Sen. Marco Rubio (photo credit: Gage Skidmore)

Marco Rubio Weighs In on Zika Crisis


Far left Democrats, like Sen. Chuck Schumer, Rep. Debbie Wasserman-Schultz, and Sen. Tim Kaine, are cynically trying to exploit the developing Zika crisis both to advance their pro-abortion ideology and to bash Republicans.

But Sen. Marco Rubio is fiercely defending life in spite of pressure from abortion ideologues.

Sen. Marco Rubio (photo credit: Gage Skidmore)
Sen. Marco Rubio (photo credit: Gage Skidmore)

Pregnant women infected with Zika can pass the virus along to their unborn children. The virus can often cause birth defects, most notably microcephaly, a condition in which a child’s head is too small and the brain develops abnormally. Pro-abortion leftists argue that pregnant women infected by the virus ought to abort their children.

Marco Rubio, however, condemned that position in no uncertain terms.

“I understand a lot of people disagree with my view – but I believe that all human life is worthy of protection of our laws. And when you present it in the context of Zika or any prenatal condition, it’s a difficult question and a hard one,” he told Politico. “But if I’m going to err, I’m going to err on the side of life.”

“Obviously, microcephaly is a terrible prenatal condition that kids are born with. And when they are, it’s a lifetime of difficulties,” Rubio also said. “So I get it. I’m not pretending to you that that’s an easy question you asked me. But I’m pro-life. And I’m strongly pro-life. I believe all human life should be protected by our law, irrespective of the circumstances or condition of that life.”

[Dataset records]
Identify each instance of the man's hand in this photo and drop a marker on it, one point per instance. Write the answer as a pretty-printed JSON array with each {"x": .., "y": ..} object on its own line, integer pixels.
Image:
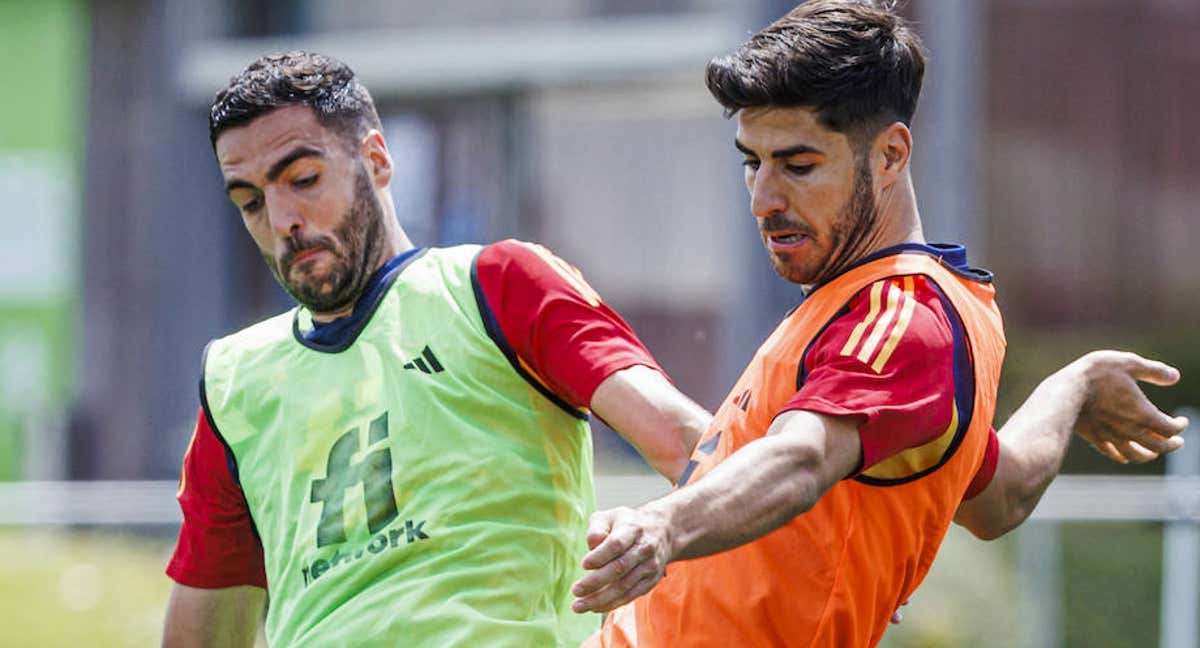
[
  {"x": 1116, "y": 418},
  {"x": 630, "y": 551}
]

ACTIVITY A
Update the Zika article from "Far left Democrats, like" through "no uncertain terms.", replacing "Sen. Marco Rubio" with "Senator Rubio".
ACTIVITY B
Which Democrats does the Zika article name?

WRITTEN RESPONSE A
Far left Democrats, like Sen. Chuck Schumer, Rep. Debbie Wasserman-Schultz, and Sen. Tim Kaine, are cynically trying to exploit the developing Zika crisis both to advance their pro-abortion ideology and to bash Republicans.

But Senator Rubio is fiercely defending life in spite of pressure from abortion ideologues.

Senator Rubio (photo credit: Gage Skidmore)
Senator Rubio (photo credit: Gage Skidmore)

Pregnant women infected with Zika can pass the virus along to their unborn children. The virus can often cause birth defects, most notably microcephaly, a condition in which a child’s head is too small and the brain develops abnormally. Pro-abortion leftists argue that pregnant women infected by the virus ought to abort their children.

Marco Rubio, however, condemned that position in no uncertain terms.

WRITTEN RESPONSE B
Sen. Chuck Schumer, Rep. Debbie Wasserman-Schultz, and Sen. Tim Kaine